Exercise task: Reproduce each of the entries below word for word, keeping every line in its original order.
--- Recorded data ---
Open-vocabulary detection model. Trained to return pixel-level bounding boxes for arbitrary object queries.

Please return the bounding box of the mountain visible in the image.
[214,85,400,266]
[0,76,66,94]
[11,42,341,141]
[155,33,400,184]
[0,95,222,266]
---
Solution below:
Open-vocabulary detection model. Trained to return pixel-level bounding boxes for arbitrary object queries.

Please return the bounding box of the mountain visible in the image.
[214,85,400,266]
[0,76,66,94]
[11,42,341,141]
[155,33,400,184]
[0,95,222,266]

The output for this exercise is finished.